:: SET TASK ::
Write out, word for word, the part of the Sail feature overview that runs from "Supported Features" to "to be complete.".

:: EXTRACTED TEXT ::
--- start ---

Supported Features
Here is a high-level overview of the Spark DataFrame API features supported by Sail. The list covers the most common use cases of the DataFrame API and is not meant to be complete.
Feature | Supported |
---|---|
I/O - Reading (SparkSession.read ) | ✅ |
I/O - Writing (SparkSession.write ) | ✅ |
Structured Streaming (SparkSession.readStream ) | 🚧 |
Result collection (DataFrame.show , DataFrame.collect , and DataFrame.count ) | ✅ |
Schema display (DataFrame.printSchema ) | ✅ |
Query - Projection (DataFrame.select and DataFrame.selectExpr ) | ✅ |
Query - Column operations (e.g. DataFrame.withColumn , DataFrame.replace , and DataFrame.drop ) | ✅ |
Query - Filtering (DataFrame.filter ) | ✅ |
Query - Aggregation (DataFrame.agg and DataFrame.groupBy ) | ✅ |
Query - Join (DataFrame.join ) | ✅ |
Query - Set operations (e.g. DataFrame.union , DataFrame.intersect , and DataFrame.exceptAll ) | ✅ |
Query - Limit (DataFrame.offset and DataFrame.limit ) | ✅ |
Query - Sorting (DataFrame.sort and DataFrame.orderBy ) | ✅ |
NA functions (DataFrame.na ) | ✅ |
Statistics functions (DataFrame.stat ) | 🚧 |
View management (e.g. DataFrame.createOrReplaceTempView ) | ✅ |
RDD Access (DataFrame.rdd ) | ❌ |
PySpark UDFs | ✅ |
PySpark UDTFs | ✅ |

--- end ---

:: DATA SECTION ::
--- start ---

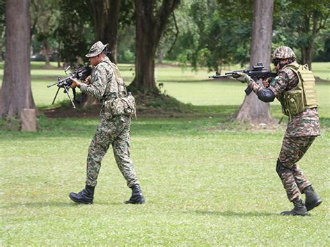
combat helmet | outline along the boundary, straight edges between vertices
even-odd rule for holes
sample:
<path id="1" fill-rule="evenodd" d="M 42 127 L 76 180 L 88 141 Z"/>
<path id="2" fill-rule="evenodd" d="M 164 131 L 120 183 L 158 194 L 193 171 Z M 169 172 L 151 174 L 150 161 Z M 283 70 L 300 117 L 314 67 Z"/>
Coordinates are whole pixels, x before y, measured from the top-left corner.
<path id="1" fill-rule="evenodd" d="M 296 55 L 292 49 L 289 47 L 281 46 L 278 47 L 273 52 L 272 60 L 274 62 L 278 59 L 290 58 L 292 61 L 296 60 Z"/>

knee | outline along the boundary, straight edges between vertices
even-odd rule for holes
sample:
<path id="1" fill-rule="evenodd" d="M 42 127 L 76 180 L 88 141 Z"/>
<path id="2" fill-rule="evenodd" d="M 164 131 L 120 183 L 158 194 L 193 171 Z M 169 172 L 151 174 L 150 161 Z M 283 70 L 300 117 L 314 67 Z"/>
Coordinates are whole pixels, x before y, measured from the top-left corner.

--- end ---

:: OUTPUT BELOW ::
Supported Features
Here is a high-level overview of the Spark DataFrame API features supported by Sail. The list covers the most common use cases of the DataFrame API and is not meant to be complete.